● **INSTRUCTIONS FOR THE TASK**
The job is to find each line of the records below that includes the word "pebble" and copy it.

DATA SUPPLIED Block Start

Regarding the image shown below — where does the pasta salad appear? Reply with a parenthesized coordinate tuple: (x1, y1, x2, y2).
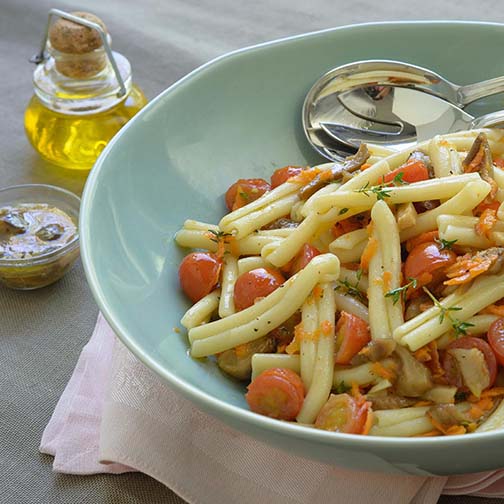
(175, 129, 504, 437)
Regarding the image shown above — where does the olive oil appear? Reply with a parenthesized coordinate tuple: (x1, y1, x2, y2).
(25, 85, 146, 170)
(25, 10, 147, 171)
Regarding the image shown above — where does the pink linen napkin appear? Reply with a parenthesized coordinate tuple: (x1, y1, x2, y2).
(40, 314, 504, 503)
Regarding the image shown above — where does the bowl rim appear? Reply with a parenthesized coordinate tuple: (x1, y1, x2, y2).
(81, 20, 504, 452)
(0, 183, 80, 266)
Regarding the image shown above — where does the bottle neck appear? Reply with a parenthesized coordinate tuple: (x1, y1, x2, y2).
(33, 41, 132, 115)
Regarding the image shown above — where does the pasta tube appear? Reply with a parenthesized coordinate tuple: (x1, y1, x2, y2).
(297, 283, 336, 423)
(190, 254, 340, 357)
(218, 255, 238, 318)
(181, 289, 221, 330)
(251, 353, 300, 380)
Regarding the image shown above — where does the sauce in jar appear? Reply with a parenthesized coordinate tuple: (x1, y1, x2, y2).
(0, 204, 77, 260)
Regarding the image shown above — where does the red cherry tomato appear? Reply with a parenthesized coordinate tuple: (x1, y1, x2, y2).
(270, 166, 303, 188)
(488, 318, 504, 366)
(289, 243, 321, 275)
(233, 267, 285, 311)
(314, 393, 369, 434)
(404, 241, 457, 289)
(178, 252, 221, 303)
(246, 368, 305, 420)
(442, 336, 497, 388)
(334, 312, 371, 365)
(225, 178, 271, 211)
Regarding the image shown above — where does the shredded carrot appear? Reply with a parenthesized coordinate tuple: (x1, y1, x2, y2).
(371, 362, 396, 381)
(465, 146, 485, 173)
(445, 425, 467, 436)
(474, 200, 500, 217)
(494, 157, 504, 168)
(235, 343, 250, 358)
(382, 271, 392, 292)
(413, 400, 433, 407)
(480, 304, 504, 317)
(361, 410, 374, 436)
(415, 430, 442, 437)
(285, 323, 304, 355)
(481, 387, 504, 398)
(475, 208, 497, 237)
(276, 344, 287, 354)
(319, 169, 334, 182)
(429, 416, 466, 436)
(360, 162, 372, 171)
(405, 230, 439, 252)
(360, 237, 378, 271)
(313, 285, 324, 300)
(320, 319, 333, 336)
(414, 346, 432, 363)
(444, 249, 503, 286)
(350, 381, 361, 398)
(468, 397, 494, 419)
(290, 167, 322, 185)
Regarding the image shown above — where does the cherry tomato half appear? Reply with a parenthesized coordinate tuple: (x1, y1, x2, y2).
(225, 178, 271, 211)
(334, 312, 371, 365)
(289, 243, 321, 276)
(442, 336, 497, 389)
(270, 166, 303, 188)
(233, 267, 285, 311)
(178, 252, 221, 303)
(246, 368, 305, 420)
(314, 393, 369, 434)
(488, 318, 504, 366)
(404, 241, 457, 289)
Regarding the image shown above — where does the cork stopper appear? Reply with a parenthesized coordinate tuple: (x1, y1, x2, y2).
(48, 12, 108, 78)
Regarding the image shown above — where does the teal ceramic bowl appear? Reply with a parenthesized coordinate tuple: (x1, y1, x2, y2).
(81, 21, 504, 475)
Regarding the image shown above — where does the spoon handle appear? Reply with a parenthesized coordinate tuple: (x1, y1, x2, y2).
(459, 76, 504, 106)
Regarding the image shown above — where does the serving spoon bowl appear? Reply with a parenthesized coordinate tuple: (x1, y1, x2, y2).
(303, 59, 504, 161)
(320, 87, 504, 153)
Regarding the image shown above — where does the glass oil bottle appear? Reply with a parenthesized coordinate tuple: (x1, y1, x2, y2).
(25, 10, 147, 171)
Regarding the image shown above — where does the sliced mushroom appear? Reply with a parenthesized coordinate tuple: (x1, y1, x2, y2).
(217, 335, 276, 380)
(368, 392, 416, 410)
(261, 218, 299, 230)
(428, 403, 468, 427)
(357, 339, 397, 363)
(299, 144, 370, 200)
(394, 344, 433, 397)
(463, 132, 497, 200)
(449, 347, 490, 398)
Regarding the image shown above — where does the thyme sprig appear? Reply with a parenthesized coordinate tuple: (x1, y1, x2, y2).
(335, 269, 366, 303)
(435, 237, 458, 250)
(422, 287, 474, 336)
(384, 277, 418, 305)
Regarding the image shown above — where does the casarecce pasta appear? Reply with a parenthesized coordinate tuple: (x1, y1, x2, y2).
(175, 129, 504, 437)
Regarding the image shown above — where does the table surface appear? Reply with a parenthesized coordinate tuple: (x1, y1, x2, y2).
(2, 1, 503, 502)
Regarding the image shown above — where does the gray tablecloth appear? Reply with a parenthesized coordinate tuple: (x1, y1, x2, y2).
(1, 1, 503, 502)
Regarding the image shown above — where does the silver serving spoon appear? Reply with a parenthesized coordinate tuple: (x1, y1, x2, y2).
(320, 87, 504, 153)
(303, 60, 504, 161)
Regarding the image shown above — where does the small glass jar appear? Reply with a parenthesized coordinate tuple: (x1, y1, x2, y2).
(24, 10, 147, 171)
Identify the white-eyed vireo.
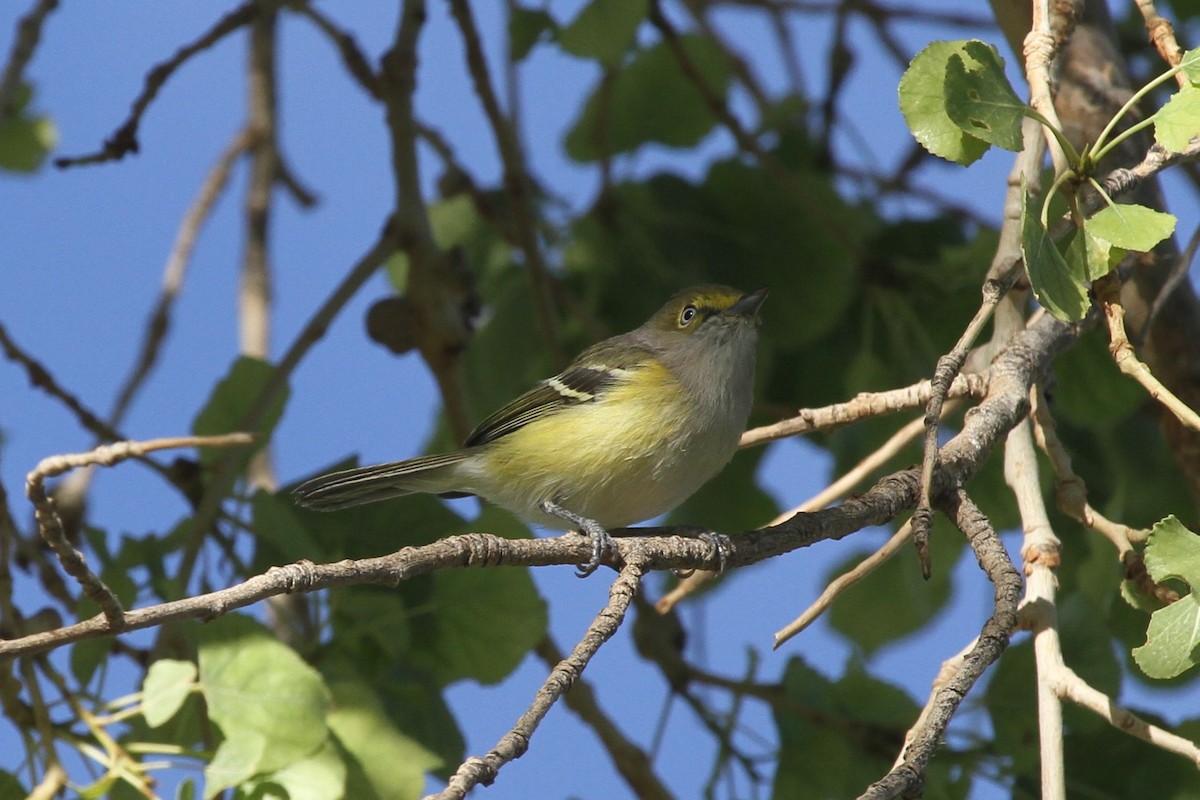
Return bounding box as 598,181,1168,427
294,284,767,576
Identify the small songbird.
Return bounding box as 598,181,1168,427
294,284,767,576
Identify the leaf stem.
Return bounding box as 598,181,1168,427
1023,106,1081,166
1090,60,1188,164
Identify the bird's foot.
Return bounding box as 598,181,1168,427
540,500,613,578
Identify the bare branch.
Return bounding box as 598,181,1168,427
428,561,649,799
0,0,59,125
773,520,912,648
859,491,1020,799
293,3,382,98
111,129,255,430
380,0,477,442
54,2,259,168
740,373,988,448
23,434,254,630
1133,0,1187,83
1096,273,1200,432
533,636,674,800
0,321,125,444
446,0,563,365
913,279,1010,576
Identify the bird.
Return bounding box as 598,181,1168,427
294,284,767,576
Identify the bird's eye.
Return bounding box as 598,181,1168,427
679,305,698,326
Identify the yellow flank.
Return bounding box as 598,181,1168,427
466,360,732,528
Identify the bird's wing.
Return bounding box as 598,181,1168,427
463,339,650,448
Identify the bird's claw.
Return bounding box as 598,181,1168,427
672,528,732,578
574,524,614,578
539,500,614,578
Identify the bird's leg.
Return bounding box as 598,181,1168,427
540,500,613,578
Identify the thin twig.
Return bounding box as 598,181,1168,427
0,0,59,125
533,636,674,800
381,0,476,442
110,128,256,430
1133,0,1187,85
24,434,255,629
1023,0,1075,177
722,0,992,28
859,491,1020,799
54,2,259,168
680,0,774,119
429,561,649,799
1054,662,1200,764
914,279,1009,576
0,321,125,443
242,3,280,492
446,0,563,365
1095,273,1200,432
664,406,946,613
773,520,912,648
293,3,382,98
1027,389,1174,603
739,373,988,448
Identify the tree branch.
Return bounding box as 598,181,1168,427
860,490,1020,799
54,2,259,168
0,0,58,125
428,560,650,799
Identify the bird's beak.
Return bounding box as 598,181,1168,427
729,287,769,317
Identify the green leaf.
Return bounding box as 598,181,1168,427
191,356,287,468
1132,516,1200,678
942,40,1027,151
71,636,112,686
377,670,465,780
1154,84,1200,152
0,83,57,173
175,780,195,800
197,615,331,776
330,586,413,663
327,676,441,800
772,657,911,798
1181,46,1200,84
558,0,647,67
508,6,556,62
1021,186,1090,321
1087,203,1177,252
985,639,1039,774
205,730,265,798
252,488,325,563
409,511,548,685
0,771,27,800
386,195,512,292
1051,328,1145,426
1068,227,1121,282
898,41,990,165
565,34,731,161
254,738,346,800
826,541,954,652
142,659,198,728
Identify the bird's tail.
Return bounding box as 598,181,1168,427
293,452,472,511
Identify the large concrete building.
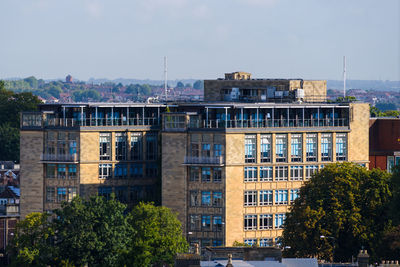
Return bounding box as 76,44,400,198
20,72,370,251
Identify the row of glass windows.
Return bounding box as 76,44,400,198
189,167,222,182
45,132,78,158
98,163,158,179
189,239,223,250
244,238,280,247
244,213,286,230
45,164,77,179
98,185,155,203
46,187,77,203
244,165,320,182
99,132,157,161
189,214,223,231
245,133,347,163
244,189,299,206
189,143,223,157
190,191,223,207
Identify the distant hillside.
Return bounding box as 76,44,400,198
327,80,400,91
87,78,199,87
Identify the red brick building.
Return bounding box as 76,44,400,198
369,118,400,172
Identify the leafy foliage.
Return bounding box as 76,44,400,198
9,212,55,266
282,163,392,262
0,81,41,162
122,202,188,266
193,80,204,90
9,197,187,266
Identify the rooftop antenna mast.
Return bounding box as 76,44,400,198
343,56,346,98
164,56,167,101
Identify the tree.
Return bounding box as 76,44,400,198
54,196,130,266
193,80,203,90
9,212,55,266
282,163,392,262
0,123,19,161
122,202,188,266
176,81,184,88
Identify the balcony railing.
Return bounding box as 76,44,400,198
41,153,79,162
184,156,224,165
192,118,348,129
42,117,160,128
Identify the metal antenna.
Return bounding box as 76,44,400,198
164,56,167,101
343,56,346,98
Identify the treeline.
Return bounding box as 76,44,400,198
0,81,41,162
9,198,187,266
371,106,400,117
283,163,400,262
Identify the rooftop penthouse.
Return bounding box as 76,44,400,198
21,102,352,131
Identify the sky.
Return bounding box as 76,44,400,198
0,0,399,81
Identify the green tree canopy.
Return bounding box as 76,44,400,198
282,163,392,262
54,196,129,266
193,80,204,90
122,202,188,266
176,81,184,88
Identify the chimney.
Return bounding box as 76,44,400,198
357,250,369,267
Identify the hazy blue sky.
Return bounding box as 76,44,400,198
0,0,399,81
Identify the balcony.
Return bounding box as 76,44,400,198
41,153,79,162
184,156,224,165
44,117,160,128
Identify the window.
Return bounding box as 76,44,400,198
275,166,288,181
214,144,222,157
259,166,273,181
130,163,143,178
99,133,111,160
244,239,257,246
145,163,158,177
213,216,222,231
260,134,271,162
202,215,211,231
98,187,112,200
213,192,222,207
68,187,77,202
245,135,256,163
190,191,200,206
291,134,302,162
244,191,257,206
68,164,77,179
190,167,200,182
213,239,223,247
290,189,299,203
58,164,66,179
202,191,211,206
115,132,127,160
46,164,56,178
388,156,395,173
244,215,257,230
306,134,317,162
259,214,273,230
213,168,222,182
99,164,112,179
290,166,303,181
146,133,157,160
259,190,273,205
189,214,201,231
57,187,67,202
202,143,211,157
201,167,211,182
115,186,128,202
190,143,199,157
275,134,287,162
259,238,273,247
244,167,257,182
336,133,347,161
275,214,286,229
46,187,55,202
130,133,142,160
305,165,318,179
321,133,332,161
275,190,288,205
130,186,144,202
114,163,127,179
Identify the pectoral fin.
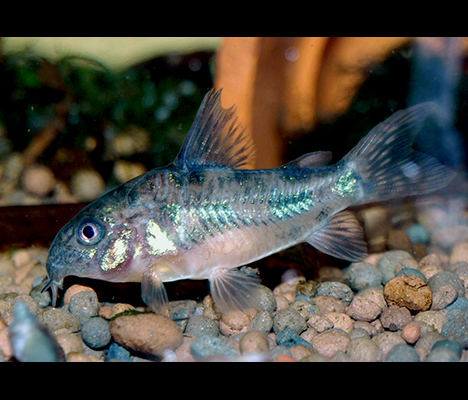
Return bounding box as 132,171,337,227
306,210,368,262
141,266,169,315
209,268,262,313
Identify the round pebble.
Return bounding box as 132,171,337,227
248,309,273,333
385,343,420,362
378,250,414,284
219,310,251,337
344,262,383,291
190,334,238,360
70,169,106,201
81,317,111,349
110,313,183,357
346,296,381,322
442,309,468,347
68,290,100,324
406,224,431,244
21,164,56,197
314,295,345,314
401,322,421,344
346,337,381,362
185,315,219,337
311,330,350,358
273,307,307,335
239,330,270,355
383,275,432,311
380,305,412,331
315,281,354,305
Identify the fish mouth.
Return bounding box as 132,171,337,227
41,277,63,307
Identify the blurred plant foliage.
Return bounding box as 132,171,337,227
0,50,214,182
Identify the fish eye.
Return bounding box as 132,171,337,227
78,220,104,245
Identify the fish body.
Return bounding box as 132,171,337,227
44,90,455,312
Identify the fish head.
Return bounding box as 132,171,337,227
44,199,137,305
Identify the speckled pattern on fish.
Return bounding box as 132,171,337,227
43,89,455,314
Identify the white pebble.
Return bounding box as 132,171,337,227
70,169,105,201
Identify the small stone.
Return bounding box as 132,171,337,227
324,312,354,334
383,275,432,311
106,342,132,362
442,309,468,347
346,296,381,322
380,305,412,331
289,345,313,361
185,315,219,337
430,271,465,294
290,298,314,319
247,309,273,333
406,224,431,244
311,330,350,358
81,317,111,349
346,337,381,362
372,331,405,359
420,253,444,269
239,330,270,355
426,346,461,362
70,169,106,201
190,334,238,360
40,307,81,333
315,282,354,305
306,314,333,333
255,285,277,313
68,290,100,324
378,250,414,284
21,164,56,197
415,331,445,362
313,295,345,314
420,264,444,280
431,339,463,359
273,307,307,335
300,352,329,362
385,343,420,362
344,262,383,291
401,322,421,344
63,284,96,306
276,327,314,350
53,328,83,356
446,296,468,310
219,309,251,337
110,313,183,357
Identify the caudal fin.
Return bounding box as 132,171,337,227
345,102,456,203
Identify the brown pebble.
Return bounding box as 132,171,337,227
21,164,56,197
346,296,381,322
219,309,252,337
311,330,350,358
401,321,421,344
110,313,183,357
239,330,270,355
383,275,432,311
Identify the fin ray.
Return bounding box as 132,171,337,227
141,266,169,315
306,210,367,262
174,89,256,170
209,268,262,313
344,102,456,202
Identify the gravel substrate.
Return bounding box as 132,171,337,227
2,196,468,362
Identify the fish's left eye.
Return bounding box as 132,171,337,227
78,220,104,245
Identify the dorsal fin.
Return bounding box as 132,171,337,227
173,89,256,170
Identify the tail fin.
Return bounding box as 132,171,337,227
345,102,456,203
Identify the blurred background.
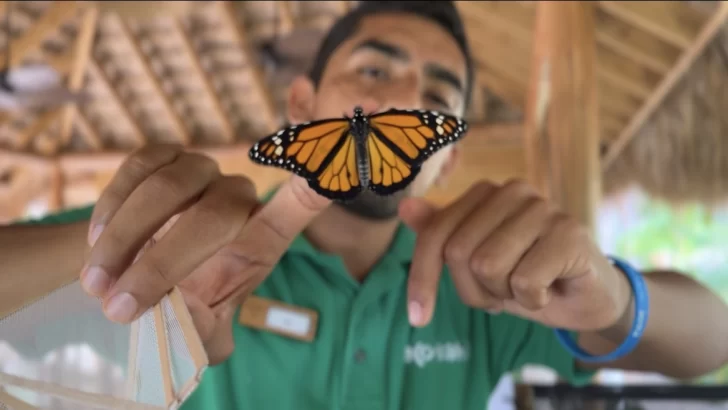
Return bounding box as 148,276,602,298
0,1,727,409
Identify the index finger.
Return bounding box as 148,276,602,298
407,182,493,327
222,174,331,278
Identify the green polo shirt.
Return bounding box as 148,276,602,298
22,203,595,410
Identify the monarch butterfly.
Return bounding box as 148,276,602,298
248,106,469,201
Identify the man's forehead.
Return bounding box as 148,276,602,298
348,12,467,78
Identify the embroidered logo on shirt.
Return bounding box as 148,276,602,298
404,341,470,368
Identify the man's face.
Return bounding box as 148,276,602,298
289,12,468,219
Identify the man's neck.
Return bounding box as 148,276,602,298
303,205,400,282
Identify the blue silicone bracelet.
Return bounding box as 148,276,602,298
554,256,650,363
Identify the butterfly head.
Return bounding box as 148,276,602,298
353,106,364,116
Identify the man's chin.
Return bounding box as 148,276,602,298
334,188,410,221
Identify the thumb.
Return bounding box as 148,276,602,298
398,197,440,233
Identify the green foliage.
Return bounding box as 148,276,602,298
614,198,728,384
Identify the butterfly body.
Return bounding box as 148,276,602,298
249,106,468,201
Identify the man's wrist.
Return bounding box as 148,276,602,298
596,261,638,341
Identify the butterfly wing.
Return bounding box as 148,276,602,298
248,119,364,200
365,129,421,196
365,108,468,195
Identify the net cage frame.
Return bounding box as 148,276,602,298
0,277,209,410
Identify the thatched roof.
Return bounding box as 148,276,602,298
603,14,728,206
0,1,726,220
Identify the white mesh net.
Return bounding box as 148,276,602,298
0,280,208,410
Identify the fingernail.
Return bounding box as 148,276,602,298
88,224,104,247
81,266,110,296
105,292,139,322
486,309,502,316
408,300,424,326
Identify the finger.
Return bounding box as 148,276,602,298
88,144,183,246
407,181,495,327
82,152,220,298
224,174,331,271
448,262,503,312
180,290,217,343
469,196,552,299
398,197,438,233
445,179,538,264
203,302,237,366
102,175,257,323
509,214,586,310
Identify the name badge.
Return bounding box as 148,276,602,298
239,296,318,342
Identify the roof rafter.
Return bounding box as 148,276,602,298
219,0,278,134
117,16,190,145
602,1,728,170
175,17,235,143
0,1,80,69
58,6,99,147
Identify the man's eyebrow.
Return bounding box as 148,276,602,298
352,39,410,61
425,63,463,94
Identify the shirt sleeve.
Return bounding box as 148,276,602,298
486,313,597,386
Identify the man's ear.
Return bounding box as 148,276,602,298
434,144,461,188
287,75,316,125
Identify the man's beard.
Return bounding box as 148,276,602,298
334,187,412,220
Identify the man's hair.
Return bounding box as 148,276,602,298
308,1,475,110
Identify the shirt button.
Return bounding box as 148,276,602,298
354,349,367,363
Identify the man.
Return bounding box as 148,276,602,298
5,2,728,409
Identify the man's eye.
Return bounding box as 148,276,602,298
358,66,389,81
425,92,450,109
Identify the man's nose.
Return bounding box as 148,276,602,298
349,99,382,116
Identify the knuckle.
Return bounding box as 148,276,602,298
470,253,501,278
550,212,584,237
191,199,237,240
138,252,176,289
219,243,272,275
473,180,495,193
504,178,535,195
443,241,469,264
126,144,180,172
524,197,550,217
219,175,258,200
510,274,537,296
147,169,189,199
181,152,221,174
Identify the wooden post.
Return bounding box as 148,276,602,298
523,1,601,234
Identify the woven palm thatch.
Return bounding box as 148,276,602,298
604,21,728,207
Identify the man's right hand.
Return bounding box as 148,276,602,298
80,144,330,364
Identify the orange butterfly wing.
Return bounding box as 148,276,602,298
366,108,468,195
248,118,364,200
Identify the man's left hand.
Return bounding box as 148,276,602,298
399,179,632,332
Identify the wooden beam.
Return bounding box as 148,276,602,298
277,2,295,35
220,1,278,134
88,59,146,147
175,17,235,143
59,6,99,146
599,1,706,50
597,44,656,100
0,1,79,69
602,1,728,170
463,4,663,118
13,109,63,151
118,18,190,145
523,1,601,233
74,109,104,150
594,7,680,75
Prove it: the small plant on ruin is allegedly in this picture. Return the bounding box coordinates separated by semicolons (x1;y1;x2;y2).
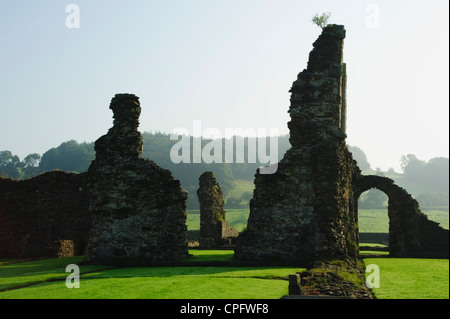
312;12;331;29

DATA SUPPLIED Block End

● **RESULT OF THIS TASK**
Identify the round pebble.
Identify the white pebble.
Identify the brown pebble.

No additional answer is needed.